Entries for labeling bounding boxes
|---|
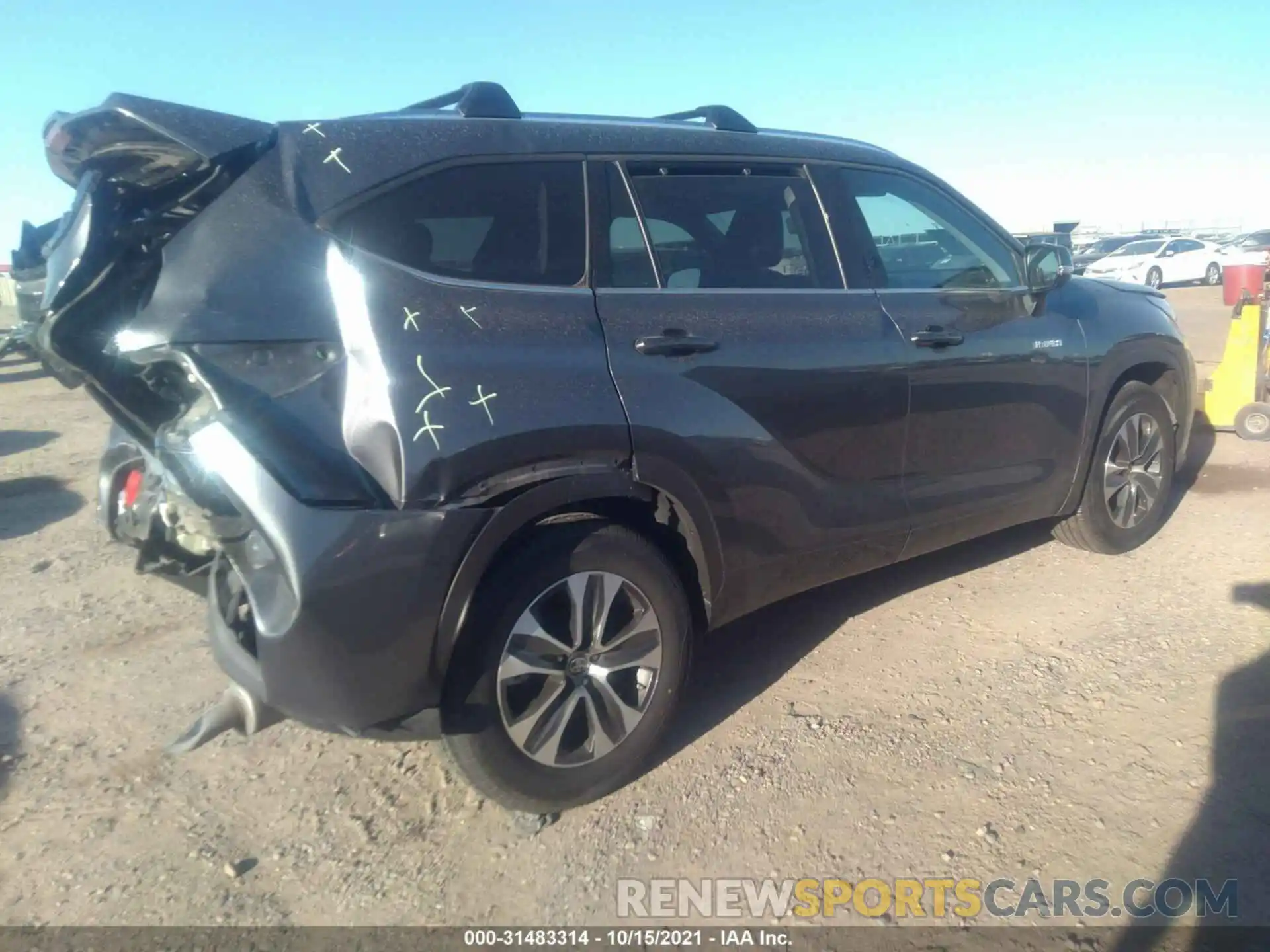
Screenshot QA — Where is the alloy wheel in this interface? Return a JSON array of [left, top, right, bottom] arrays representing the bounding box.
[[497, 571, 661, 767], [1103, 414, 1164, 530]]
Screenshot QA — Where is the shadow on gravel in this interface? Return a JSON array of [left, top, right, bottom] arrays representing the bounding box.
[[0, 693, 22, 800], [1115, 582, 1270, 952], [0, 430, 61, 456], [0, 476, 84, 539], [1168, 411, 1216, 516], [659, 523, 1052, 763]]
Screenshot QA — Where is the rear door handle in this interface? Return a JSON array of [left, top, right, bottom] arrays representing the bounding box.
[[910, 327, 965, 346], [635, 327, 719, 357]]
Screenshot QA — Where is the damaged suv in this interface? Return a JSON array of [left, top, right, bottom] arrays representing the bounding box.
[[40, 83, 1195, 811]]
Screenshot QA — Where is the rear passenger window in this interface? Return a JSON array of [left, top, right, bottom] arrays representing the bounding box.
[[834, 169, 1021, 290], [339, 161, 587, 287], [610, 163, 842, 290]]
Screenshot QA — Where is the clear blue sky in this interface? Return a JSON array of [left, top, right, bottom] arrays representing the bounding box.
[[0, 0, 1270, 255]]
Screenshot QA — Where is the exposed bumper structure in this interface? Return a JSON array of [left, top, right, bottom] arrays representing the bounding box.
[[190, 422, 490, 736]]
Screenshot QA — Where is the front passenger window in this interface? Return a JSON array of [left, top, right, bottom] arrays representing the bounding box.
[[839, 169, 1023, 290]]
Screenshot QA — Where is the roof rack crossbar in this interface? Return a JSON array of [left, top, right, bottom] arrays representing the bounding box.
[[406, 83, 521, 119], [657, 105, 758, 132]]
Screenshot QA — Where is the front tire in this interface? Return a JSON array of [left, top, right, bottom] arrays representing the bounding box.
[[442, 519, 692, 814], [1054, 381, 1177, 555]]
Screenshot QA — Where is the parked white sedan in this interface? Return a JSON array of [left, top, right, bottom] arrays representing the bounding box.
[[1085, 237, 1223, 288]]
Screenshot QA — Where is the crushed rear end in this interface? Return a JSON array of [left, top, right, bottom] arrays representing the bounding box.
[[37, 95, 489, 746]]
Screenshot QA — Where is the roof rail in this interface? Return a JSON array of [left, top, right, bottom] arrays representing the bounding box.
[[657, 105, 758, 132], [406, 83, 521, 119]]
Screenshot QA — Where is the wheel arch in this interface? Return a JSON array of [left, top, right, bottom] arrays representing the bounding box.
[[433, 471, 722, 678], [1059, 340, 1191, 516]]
|---|
THE EXERCISE >>
Turn the lines between the one holding "Screenshot QA — Where is the shadow" and the one holding "[[37, 95, 489, 746]]", inclusive, into a Markdown table with the columns Row and Line. Number each line in order and skip any blank lines.

CORRECT RESPONSE >>
| Row | Line |
|---|---|
| 1 | Screenshot QA — Where is the shadow on gravel in this interface? Return a JSON array of [left, top, right, bottom] arrays representing the bounding box. |
| 2 | [[0, 693, 22, 800], [1115, 582, 1270, 952], [0, 430, 61, 456], [0, 476, 84, 539], [1168, 411, 1216, 516], [659, 523, 1052, 763]] |
| 3 | Screenshot QA — Where is the rear door handle in this interface? Return a JSON array of [left, top, right, bottom] arrays representing the bounding box. |
| 4 | [[910, 327, 965, 346], [635, 327, 719, 357]] |
| 5 | Screenshot QA — Where is the damaged suv in this interface? Return a JSON array of [left, top, right, bottom] arrays representing the bounding box. |
| 6 | [[40, 83, 1195, 811]] |
| 7 | Screenshot QA — Where is the rear passenger window in this interface? Return a JSON array of [left, top, right, bottom] arrays representing the bounding box. |
| 8 | [[834, 169, 1021, 290], [339, 161, 587, 287], [610, 163, 842, 290]] |
| 9 | Screenshot QA — Where is the clear blue sky in this interface? Return a JSON array of [left, top, right, bottom] arrays representing the bounding box. |
| 10 | [[0, 0, 1270, 255]] |
| 11 | Screenshot QA — Where is the exposed bumper structure in this interface? Return a JSON array of [left, top, right, bottom] arrays representing the bounding box. |
| 12 | [[190, 422, 490, 736]] |
| 13 | Screenshot QA — Where is the front passenger window in this interface? Return a JSON array of [left, top, right, bottom] arrays representing the bounding box. |
| 14 | [[839, 169, 1023, 290]] |
| 15 | Screenshot QA — Where is the roof rack crossbar in this interface? Return a JSON array of [left, top, right, bottom] arrays representing the bounding box. |
| 16 | [[406, 83, 521, 119], [657, 105, 758, 132]] |
| 17 | Screenshot QA — Where is the front tire in this interface? Return a JSON array of [left, top, right, bottom] arrays representing the bounding box. |
| 18 | [[442, 519, 692, 814], [1054, 381, 1177, 555]] |
| 19 | Screenshot QA — Where is the parked white sedan in this interface? Return a JSON array of [left, top, right, bottom] arrays representing the bounding box. |
| 20 | [[1085, 237, 1223, 288]] |
| 21 | Screenshot QA — Where is the crushed rear end in this interface? Return a JSON array of [left, top, right, bottom] arrays representing the bounding box. |
| 22 | [[37, 95, 489, 746]] |